• Il tuo compito: Trascrivi dall'articolo sul coronavirus tutto il passo che va da "L’emergenza planetaria legata" fino a "sua vita sociale.".

Mentre il mondo combatte il coronavirus si preparano nuovi attacchi alla vita

Davanti ai medici eroi che combattono nelle corsie degli ospedali, si prende di nuovo coscienza del valore intrinseco della vita. Ma c'è chi invece cerca di distruggerla

L’emergenza planetaria legata al Coronavirus, obbliga tanto gli Stati quando i singoli cittadini a ripensare la scala dei principi e dei valori che guidano la collettività. Le privazioni, le rinunce, il dolore per le vittime e i colpi già pesantissimi subiti dalle aziende e dalle famiglie riportano l’uomo sulle grandi domande di senso dell’esistenza. Vita, famiglia, fede, comunità di prossimità, solidarietà tra popoli, lavoro tornano al centro del cammino dell’uomo che dovrà riprogettare la sua vita sociale.

Davanti ai medici eroi che combattono nelle corsie degli ospedali, per salvare persone di qualsiasi età e ceto sociale, in molti prendono di nuovo coscienza del valore intrinseco della vita dal concepimento alla morte naturale.

Dati:

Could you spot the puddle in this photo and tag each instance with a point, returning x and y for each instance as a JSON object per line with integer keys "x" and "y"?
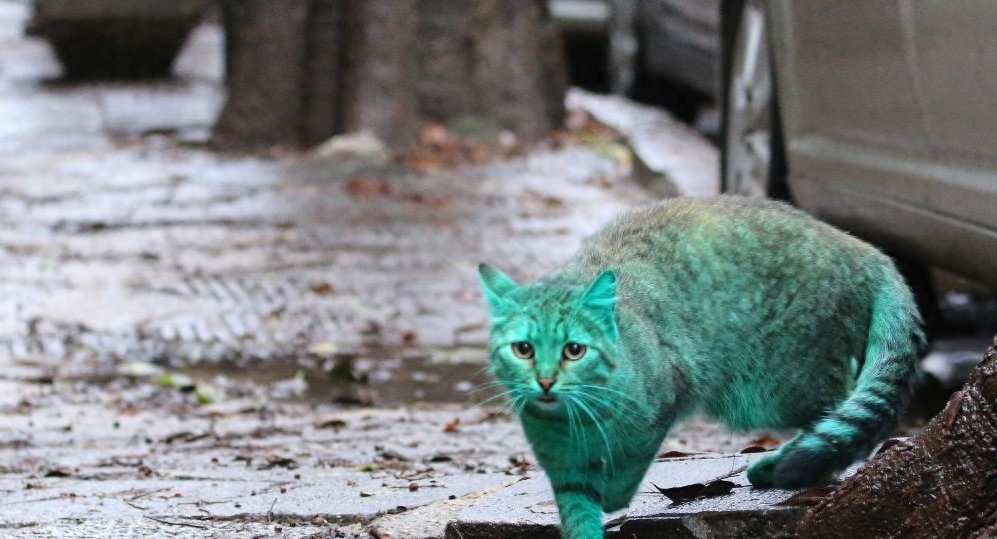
{"x": 379, "y": 377}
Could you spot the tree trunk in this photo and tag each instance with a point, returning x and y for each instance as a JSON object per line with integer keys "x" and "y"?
{"x": 265, "y": 41}
{"x": 940, "y": 483}
{"x": 300, "y": 71}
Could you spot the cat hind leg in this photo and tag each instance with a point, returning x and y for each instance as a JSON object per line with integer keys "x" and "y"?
{"x": 852, "y": 429}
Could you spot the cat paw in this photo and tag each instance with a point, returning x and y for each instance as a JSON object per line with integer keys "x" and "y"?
{"x": 761, "y": 473}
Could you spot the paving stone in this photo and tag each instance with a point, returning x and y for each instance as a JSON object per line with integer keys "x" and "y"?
{"x": 527, "y": 509}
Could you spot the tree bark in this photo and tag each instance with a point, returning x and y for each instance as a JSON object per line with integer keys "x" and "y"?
{"x": 940, "y": 483}
{"x": 382, "y": 70}
{"x": 265, "y": 41}
{"x": 300, "y": 71}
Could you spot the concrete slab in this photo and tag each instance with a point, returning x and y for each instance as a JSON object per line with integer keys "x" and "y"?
{"x": 527, "y": 509}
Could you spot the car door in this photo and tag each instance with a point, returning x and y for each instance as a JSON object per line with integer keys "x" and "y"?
{"x": 953, "y": 52}
{"x": 889, "y": 118}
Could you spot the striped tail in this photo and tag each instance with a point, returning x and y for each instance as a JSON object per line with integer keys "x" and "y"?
{"x": 886, "y": 380}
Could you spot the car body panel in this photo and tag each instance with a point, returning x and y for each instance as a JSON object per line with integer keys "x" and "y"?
{"x": 878, "y": 141}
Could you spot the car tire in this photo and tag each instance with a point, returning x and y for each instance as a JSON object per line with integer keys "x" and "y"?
{"x": 753, "y": 161}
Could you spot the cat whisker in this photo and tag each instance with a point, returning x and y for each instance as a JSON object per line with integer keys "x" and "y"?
{"x": 579, "y": 400}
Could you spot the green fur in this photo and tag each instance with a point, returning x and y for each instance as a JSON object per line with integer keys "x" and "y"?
{"x": 750, "y": 312}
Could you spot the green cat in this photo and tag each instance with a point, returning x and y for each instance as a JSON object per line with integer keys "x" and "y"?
{"x": 749, "y": 311}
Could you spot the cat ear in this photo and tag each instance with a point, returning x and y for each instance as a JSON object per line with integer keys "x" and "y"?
{"x": 602, "y": 291}
{"x": 495, "y": 284}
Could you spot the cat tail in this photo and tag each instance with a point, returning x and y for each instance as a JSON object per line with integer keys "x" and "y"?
{"x": 887, "y": 376}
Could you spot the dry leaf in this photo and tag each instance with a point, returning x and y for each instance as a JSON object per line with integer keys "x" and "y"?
{"x": 714, "y": 488}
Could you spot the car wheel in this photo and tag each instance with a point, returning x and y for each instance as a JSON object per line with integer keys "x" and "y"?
{"x": 753, "y": 161}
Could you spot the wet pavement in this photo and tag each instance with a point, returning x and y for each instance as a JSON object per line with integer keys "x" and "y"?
{"x": 196, "y": 345}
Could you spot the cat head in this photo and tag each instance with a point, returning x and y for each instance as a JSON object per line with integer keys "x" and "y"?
{"x": 549, "y": 342}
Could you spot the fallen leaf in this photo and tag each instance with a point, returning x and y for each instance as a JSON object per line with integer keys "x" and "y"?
{"x": 58, "y": 472}
{"x": 323, "y": 348}
{"x": 276, "y": 461}
{"x": 954, "y": 407}
{"x": 674, "y": 454}
{"x": 765, "y": 441}
{"x": 809, "y": 497}
{"x": 322, "y": 288}
{"x": 900, "y": 443}
{"x": 335, "y": 424}
{"x": 367, "y": 187}
{"x": 682, "y": 494}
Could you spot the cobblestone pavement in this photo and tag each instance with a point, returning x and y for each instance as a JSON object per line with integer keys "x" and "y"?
{"x": 196, "y": 345}
{"x": 190, "y": 343}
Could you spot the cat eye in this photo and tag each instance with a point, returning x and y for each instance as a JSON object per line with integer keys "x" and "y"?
{"x": 573, "y": 351}
{"x": 522, "y": 350}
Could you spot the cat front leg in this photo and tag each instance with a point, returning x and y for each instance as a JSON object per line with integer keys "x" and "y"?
{"x": 626, "y": 472}
{"x": 578, "y": 493}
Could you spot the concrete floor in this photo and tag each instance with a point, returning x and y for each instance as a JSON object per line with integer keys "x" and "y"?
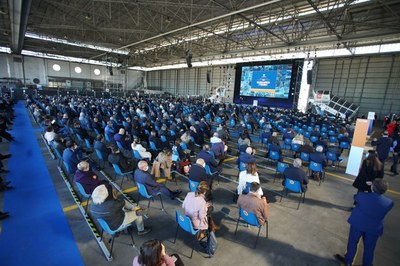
{"x": 308, "y": 236}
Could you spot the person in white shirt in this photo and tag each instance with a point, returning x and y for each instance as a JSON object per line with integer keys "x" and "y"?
{"x": 142, "y": 150}
{"x": 50, "y": 134}
{"x": 249, "y": 175}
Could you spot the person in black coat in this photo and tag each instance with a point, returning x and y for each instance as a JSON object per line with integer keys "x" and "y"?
{"x": 296, "y": 173}
{"x": 371, "y": 169}
{"x": 208, "y": 158}
{"x": 115, "y": 212}
{"x": 142, "y": 176}
{"x": 383, "y": 145}
{"x": 396, "y": 154}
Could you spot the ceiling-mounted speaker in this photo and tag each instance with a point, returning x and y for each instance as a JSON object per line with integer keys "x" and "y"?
{"x": 309, "y": 77}
{"x": 189, "y": 58}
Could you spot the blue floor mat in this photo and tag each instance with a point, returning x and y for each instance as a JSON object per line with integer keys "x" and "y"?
{"x": 37, "y": 232}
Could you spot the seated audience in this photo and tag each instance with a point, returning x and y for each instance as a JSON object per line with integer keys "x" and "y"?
{"x": 254, "y": 203}
{"x": 152, "y": 253}
{"x": 142, "y": 176}
{"x": 115, "y": 212}
{"x": 296, "y": 173}
{"x": 249, "y": 175}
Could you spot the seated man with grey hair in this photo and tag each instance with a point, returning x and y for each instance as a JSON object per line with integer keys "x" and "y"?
{"x": 366, "y": 222}
{"x": 115, "y": 212}
{"x": 142, "y": 176}
{"x": 87, "y": 178}
{"x": 296, "y": 173}
{"x": 318, "y": 157}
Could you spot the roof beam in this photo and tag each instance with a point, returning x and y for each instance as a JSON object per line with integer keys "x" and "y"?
{"x": 19, "y": 13}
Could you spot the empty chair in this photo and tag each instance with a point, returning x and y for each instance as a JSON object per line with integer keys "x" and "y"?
{"x": 251, "y": 219}
{"x": 100, "y": 156}
{"x": 118, "y": 172}
{"x": 287, "y": 144}
{"x": 143, "y": 192}
{"x": 83, "y": 193}
{"x": 137, "y": 156}
{"x": 193, "y": 185}
{"x": 295, "y": 187}
{"x": 113, "y": 233}
{"x": 304, "y": 156}
{"x": 331, "y": 156}
{"x": 185, "y": 223}
{"x": 316, "y": 168}
{"x": 280, "y": 168}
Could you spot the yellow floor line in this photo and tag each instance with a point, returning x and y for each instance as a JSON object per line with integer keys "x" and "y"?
{"x": 230, "y": 159}
{"x": 128, "y": 190}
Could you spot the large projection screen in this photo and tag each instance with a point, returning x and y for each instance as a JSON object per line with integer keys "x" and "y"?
{"x": 271, "y": 83}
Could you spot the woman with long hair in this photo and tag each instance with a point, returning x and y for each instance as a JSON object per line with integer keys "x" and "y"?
{"x": 371, "y": 168}
{"x": 152, "y": 253}
{"x": 249, "y": 175}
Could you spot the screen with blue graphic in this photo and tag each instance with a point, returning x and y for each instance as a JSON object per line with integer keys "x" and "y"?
{"x": 270, "y": 81}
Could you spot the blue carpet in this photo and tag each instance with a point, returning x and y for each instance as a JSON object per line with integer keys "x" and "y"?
{"x": 37, "y": 232}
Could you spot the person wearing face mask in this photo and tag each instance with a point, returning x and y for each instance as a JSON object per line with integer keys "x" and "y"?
{"x": 142, "y": 176}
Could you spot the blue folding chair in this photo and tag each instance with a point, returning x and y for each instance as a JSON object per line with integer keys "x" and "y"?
{"x": 287, "y": 144}
{"x": 344, "y": 145}
{"x": 246, "y": 190}
{"x": 316, "y": 167}
{"x": 136, "y": 155}
{"x": 251, "y": 219}
{"x": 295, "y": 187}
{"x": 193, "y": 185}
{"x": 143, "y": 192}
{"x": 331, "y": 156}
{"x": 332, "y": 139}
{"x": 100, "y": 156}
{"x": 280, "y": 168}
{"x": 118, "y": 172}
{"x": 67, "y": 168}
{"x": 304, "y": 156}
{"x": 185, "y": 223}
{"x": 113, "y": 233}
{"x": 83, "y": 193}
{"x": 87, "y": 143}
{"x": 295, "y": 147}
{"x": 153, "y": 146}
{"x": 184, "y": 146}
{"x": 274, "y": 156}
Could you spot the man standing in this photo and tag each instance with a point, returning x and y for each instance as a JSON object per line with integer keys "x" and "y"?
{"x": 296, "y": 173}
{"x": 254, "y": 203}
{"x": 142, "y": 176}
{"x": 383, "y": 145}
{"x": 366, "y": 221}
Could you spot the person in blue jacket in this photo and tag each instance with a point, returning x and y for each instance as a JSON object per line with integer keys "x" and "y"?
{"x": 366, "y": 221}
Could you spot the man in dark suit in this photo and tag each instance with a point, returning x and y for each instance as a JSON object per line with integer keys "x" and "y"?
{"x": 197, "y": 172}
{"x": 366, "y": 221}
{"x": 208, "y": 158}
{"x": 116, "y": 157}
{"x": 383, "y": 145}
{"x": 318, "y": 157}
{"x": 142, "y": 176}
{"x": 254, "y": 203}
{"x": 71, "y": 155}
{"x": 100, "y": 145}
{"x": 296, "y": 173}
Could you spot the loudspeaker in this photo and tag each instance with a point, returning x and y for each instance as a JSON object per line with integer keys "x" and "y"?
{"x": 309, "y": 77}
{"x": 188, "y": 58}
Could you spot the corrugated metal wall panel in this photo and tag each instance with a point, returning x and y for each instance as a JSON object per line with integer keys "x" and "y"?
{"x": 372, "y": 82}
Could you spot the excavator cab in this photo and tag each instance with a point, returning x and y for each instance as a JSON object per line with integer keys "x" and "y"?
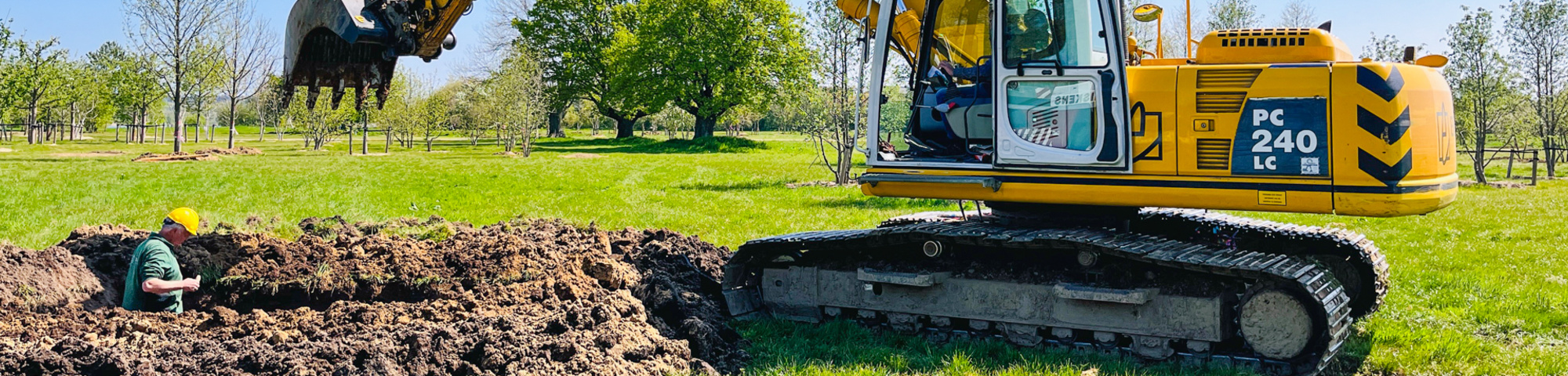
{"x": 344, "y": 45}
{"x": 1053, "y": 99}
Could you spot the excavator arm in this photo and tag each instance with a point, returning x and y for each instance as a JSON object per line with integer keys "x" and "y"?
{"x": 344, "y": 45}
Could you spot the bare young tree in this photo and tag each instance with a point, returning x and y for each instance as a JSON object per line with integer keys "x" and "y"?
{"x": 1539, "y": 34}
{"x": 247, "y": 59}
{"x": 1299, "y": 15}
{"x": 518, "y": 101}
{"x": 832, "y": 118}
{"x": 1479, "y": 78}
{"x": 1230, "y": 15}
{"x": 173, "y": 32}
{"x": 37, "y": 81}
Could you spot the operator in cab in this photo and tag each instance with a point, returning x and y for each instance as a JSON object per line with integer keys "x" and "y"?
{"x": 153, "y": 280}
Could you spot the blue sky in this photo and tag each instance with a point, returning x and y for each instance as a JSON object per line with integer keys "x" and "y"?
{"x": 82, "y": 26}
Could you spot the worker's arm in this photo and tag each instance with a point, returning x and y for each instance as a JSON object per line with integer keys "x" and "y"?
{"x": 162, "y": 287}
{"x": 159, "y": 267}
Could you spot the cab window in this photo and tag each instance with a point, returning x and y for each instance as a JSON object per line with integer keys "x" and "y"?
{"x": 1065, "y": 32}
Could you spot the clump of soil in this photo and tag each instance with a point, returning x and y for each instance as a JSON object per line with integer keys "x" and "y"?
{"x": 819, "y": 184}
{"x": 236, "y": 151}
{"x": 176, "y": 157}
{"x": 1501, "y": 186}
{"x": 393, "y": 298}
{"x": 90, "y": 154}
{"x": 43, "y": 280}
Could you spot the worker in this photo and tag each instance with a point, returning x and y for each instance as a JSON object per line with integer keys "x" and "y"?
{"x": 154, "y": 281}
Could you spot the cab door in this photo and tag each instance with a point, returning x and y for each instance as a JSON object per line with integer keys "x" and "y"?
{"x": 1062, "y": 92}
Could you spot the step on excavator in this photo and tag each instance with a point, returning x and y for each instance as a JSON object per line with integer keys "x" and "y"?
{"x": 1100, "y": 164}
{"x": 343, "y": 45}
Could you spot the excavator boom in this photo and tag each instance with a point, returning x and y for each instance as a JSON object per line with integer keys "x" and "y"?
{"x": 344, "y": 45}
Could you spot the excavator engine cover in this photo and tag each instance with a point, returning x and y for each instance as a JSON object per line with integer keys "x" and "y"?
{"x": 344, "y": 45}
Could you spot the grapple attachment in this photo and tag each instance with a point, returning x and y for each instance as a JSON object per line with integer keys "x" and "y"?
{"x": 343, "y": 45}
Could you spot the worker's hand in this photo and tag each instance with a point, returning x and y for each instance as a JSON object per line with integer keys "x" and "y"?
{"x": 192, "y": 284}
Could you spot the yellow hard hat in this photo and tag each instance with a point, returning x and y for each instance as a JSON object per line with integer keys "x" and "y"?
{"x": 186, "y": 217}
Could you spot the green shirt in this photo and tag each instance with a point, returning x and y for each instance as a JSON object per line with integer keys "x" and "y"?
{"x": 153, "y": 259}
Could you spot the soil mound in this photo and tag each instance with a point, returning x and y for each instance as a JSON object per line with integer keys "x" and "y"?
{"x": 394, "y": 298}
{"x": 176, "y": 157}
{"x": 236, "y": 151}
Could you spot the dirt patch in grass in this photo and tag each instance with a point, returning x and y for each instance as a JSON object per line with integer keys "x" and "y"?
{"x": 176, "y": 157}
{"x": 393, "y": 298}
{"x": 236, "y": 151}
{"x": 1503, "y": 186}
{"x": 90, "y": 154}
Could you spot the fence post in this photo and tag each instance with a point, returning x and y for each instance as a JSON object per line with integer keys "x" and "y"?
{"x": 1536, "y": 165}
{"x": 1511, "y": 164}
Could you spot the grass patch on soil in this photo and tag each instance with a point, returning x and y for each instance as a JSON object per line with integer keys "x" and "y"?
{"x": 1479, "y": 289}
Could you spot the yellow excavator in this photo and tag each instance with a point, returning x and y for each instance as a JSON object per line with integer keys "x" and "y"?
{"x": 343, "y": 45}
{"x": 1098, "y": 164}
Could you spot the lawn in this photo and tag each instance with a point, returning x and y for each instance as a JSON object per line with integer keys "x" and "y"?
{"x": 1479, "y": 289}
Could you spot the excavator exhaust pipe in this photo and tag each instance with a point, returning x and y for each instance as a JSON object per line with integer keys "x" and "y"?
{"x": 344, "y": 45}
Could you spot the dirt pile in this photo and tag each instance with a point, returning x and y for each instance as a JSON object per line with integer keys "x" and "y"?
{"x": 176, "y": 157}
{"x": 236, "y": 151}
{"x": 396, "y": 298}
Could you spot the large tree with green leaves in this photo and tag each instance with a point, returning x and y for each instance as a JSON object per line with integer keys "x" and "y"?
{"x": 1539, "y": 34}
{"x": 1479, "y": 78}
{"x": 173, "y": 34}
{"x": 579, "y": 45}
{"x": 708, "y": 57}
{"x": 132, "y": 87}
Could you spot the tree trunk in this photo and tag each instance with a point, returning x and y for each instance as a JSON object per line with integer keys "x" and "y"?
{"x": 705, "y": 128}
{"x": 556, "y": 123}
{"x": 625, "y": 128}
{"x": 1481, "y": 156}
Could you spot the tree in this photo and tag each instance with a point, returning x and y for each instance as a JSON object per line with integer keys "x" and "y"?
{"x": 1230, "y": 15}
{"x": 579, "y": 43}
{"x": 247, "y": 59}
{"x": 518, "y": 82}
{"x": 37, "y": 79}
{"x": 1384, "y": 49}
{"x": 1479, "y": 78}
{"x": 1299, "y": 15}
{"x": 132, "y": 87}
{"x": 85, "y": 99}
{"x": 206, "y": 79}
{"x": 173, "y": 32}
{"x": 832, "y": 107}
{"x": 713, "y": 56}
{"x": 1539, "y": 34}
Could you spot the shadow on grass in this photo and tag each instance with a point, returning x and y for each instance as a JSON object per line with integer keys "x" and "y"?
{"x": 846, "y": 349}
{"x": 722, "y": 145}
{"x": 738, "y": 186}
{"x": 890, "y": 203}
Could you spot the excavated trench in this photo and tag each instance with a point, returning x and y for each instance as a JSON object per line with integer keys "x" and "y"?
{"x": 394, "y": 298}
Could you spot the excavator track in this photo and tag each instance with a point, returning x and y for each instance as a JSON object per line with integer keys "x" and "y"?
{"x": 1356, "y": 261}
{"x": 1246, "y": 287}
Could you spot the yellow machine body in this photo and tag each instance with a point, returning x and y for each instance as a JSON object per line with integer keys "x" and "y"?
{"x": 1387, "y": 128}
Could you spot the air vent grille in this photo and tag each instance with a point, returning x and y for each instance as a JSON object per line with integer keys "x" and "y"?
{"x": 1221, "y": 103}
{"x": 1229, "y": 79}
{"x": 1214, "y": 154}
{"x": 1265, "y": 38}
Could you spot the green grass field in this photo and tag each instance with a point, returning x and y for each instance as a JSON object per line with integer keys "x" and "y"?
{"x": 1479, "y": 289}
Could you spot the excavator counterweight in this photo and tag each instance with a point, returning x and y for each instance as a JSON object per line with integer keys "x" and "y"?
{"x": 343, "y": 45}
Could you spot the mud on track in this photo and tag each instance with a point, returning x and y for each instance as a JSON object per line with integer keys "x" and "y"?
{"x": 397, "y": 298}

• La tua soluzione:
L’emergenza planetaria legata al Coronavirus, obbliga tanto gli Stati quando i singoli cittadini a ripensare la scala dei principi e dei valori che guidano la collettività. Le privazioni, le rinunce, il dolore per le vittime e i colpi già pesantissimi subiti dalle aziende e dalle famiglie riportano l’uomo sulle grandi domande di senso dell’esistenza. Vita, famiglia, fede, comunità di prossimità, solidarietà tra popoli, lavoro tornano al centro del cammino dell’uomo che dovrà riprogettare la sua vita sociale.